- **Exercise**:
Copy out the records from the line with "find the fuzzy flower spike" to the line with "(325, 1226)", both ends included and requests unchanged. Multiply each coordinate in the answers by 1.75 and round to whole numbers, halves up, and give only those lines.

-- Begin Raw data --

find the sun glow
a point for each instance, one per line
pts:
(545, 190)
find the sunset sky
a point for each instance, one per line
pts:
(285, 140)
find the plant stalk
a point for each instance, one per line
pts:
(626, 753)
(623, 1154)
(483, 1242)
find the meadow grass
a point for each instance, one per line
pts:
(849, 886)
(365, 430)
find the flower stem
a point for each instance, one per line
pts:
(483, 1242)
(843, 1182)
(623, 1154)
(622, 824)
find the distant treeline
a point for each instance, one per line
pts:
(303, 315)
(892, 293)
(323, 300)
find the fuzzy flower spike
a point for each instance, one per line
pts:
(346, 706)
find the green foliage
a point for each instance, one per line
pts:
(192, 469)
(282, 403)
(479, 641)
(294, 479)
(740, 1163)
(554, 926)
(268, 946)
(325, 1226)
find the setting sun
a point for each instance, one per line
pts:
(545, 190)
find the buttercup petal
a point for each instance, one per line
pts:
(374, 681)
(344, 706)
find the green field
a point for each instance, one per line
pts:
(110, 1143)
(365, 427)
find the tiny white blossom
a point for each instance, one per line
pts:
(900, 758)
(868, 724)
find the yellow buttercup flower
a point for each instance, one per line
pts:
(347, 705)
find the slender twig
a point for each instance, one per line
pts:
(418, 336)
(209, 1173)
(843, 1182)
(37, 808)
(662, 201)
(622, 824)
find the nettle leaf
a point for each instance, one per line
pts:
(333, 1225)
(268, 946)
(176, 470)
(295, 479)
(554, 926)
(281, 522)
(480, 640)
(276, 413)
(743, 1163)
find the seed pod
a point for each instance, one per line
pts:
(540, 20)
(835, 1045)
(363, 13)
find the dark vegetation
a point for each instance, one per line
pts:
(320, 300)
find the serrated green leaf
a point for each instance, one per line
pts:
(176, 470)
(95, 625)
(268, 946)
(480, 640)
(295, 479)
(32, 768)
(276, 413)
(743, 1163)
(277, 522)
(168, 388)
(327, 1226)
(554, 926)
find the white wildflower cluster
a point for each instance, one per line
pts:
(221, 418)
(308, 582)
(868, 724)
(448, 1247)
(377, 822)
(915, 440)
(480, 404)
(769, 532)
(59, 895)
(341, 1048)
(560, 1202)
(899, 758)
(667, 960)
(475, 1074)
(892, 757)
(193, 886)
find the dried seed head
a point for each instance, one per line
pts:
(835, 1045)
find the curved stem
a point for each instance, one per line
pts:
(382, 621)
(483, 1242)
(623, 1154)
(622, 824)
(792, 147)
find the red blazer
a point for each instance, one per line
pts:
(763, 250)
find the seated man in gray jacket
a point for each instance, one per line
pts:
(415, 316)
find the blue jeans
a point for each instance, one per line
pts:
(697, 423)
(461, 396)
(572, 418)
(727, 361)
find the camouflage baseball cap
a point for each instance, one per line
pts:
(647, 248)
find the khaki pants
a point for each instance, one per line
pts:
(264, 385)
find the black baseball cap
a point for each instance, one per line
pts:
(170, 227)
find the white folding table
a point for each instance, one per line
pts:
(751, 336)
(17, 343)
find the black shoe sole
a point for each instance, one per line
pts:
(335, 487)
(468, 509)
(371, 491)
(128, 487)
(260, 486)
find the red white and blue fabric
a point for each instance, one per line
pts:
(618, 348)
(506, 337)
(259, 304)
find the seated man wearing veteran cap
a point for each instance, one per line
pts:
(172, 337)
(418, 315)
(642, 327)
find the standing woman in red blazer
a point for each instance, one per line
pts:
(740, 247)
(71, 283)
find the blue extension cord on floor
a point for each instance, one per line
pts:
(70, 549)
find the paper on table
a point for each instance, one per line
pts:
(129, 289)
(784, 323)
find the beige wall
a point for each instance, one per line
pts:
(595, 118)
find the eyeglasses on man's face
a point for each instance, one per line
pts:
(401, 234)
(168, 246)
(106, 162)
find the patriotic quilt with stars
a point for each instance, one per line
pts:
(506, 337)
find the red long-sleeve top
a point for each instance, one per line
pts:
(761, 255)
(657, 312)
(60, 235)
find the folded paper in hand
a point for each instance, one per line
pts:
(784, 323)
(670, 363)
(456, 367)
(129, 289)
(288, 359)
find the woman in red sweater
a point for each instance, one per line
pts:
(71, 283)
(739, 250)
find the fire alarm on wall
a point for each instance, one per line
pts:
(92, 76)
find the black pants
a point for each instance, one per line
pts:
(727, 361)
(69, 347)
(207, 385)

-- End Raw data --

- **Output below**:
find the fuzzy flower spike
a point for each instance, one per line
pts:
(606, 1236)
find the green foliage
a point for each instance, one per line
pts:
(336, 821)
(494, 705)
(838, 1122)
(515, 838)
(1295, 2035)
(970, 1621)
(469, 1656)
(569, 2146)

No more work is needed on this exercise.